Excerpts from point annotation records:
_ _ _
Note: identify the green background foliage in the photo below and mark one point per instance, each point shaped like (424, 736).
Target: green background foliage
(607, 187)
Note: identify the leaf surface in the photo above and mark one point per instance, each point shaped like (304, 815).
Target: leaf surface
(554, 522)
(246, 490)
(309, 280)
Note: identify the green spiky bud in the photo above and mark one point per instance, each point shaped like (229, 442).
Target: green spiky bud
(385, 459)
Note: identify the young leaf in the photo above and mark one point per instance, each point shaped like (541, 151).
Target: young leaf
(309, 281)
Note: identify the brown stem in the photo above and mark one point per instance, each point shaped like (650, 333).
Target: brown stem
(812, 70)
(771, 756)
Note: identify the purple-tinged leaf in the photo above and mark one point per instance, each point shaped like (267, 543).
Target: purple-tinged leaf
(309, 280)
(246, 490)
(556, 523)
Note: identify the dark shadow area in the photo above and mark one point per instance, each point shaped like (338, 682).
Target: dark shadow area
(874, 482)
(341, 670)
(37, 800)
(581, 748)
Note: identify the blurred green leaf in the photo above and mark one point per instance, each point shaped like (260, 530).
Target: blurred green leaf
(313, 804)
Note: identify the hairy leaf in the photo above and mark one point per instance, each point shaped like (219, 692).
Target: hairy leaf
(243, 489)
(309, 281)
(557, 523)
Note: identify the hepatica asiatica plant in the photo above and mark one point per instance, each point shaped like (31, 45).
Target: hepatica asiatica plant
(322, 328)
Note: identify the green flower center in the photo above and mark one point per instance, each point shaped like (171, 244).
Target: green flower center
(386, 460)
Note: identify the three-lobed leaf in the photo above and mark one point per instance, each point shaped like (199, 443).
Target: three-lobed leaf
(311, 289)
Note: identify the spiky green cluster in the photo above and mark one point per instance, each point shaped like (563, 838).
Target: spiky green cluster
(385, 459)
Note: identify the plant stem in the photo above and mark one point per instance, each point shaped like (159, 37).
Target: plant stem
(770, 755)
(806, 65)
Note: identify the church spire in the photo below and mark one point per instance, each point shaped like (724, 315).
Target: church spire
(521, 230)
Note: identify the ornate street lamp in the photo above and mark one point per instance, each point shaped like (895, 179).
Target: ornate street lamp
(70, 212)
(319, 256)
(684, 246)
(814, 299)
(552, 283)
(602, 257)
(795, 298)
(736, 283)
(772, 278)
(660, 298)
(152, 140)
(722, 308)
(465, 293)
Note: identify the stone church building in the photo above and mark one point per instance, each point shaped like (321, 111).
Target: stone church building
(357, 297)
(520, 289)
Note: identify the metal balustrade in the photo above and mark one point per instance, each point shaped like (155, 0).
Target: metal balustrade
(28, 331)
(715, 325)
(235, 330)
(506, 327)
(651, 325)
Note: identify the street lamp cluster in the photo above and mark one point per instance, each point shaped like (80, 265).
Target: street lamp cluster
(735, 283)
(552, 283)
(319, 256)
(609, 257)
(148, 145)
_ _ _
→ Directions
Copy out the records verbatim, beginning at the line that contains "Note: identify the street" and continuing through the final line of the records.

→ Task result
Note: identify the street lamp cluster in the photo above and mark one point per instance, each point shaped like (80, 265).
Target: street lamp cluster
(735, 283)
(552, 283)
(319, 256)
(609, 257)
(148, 145)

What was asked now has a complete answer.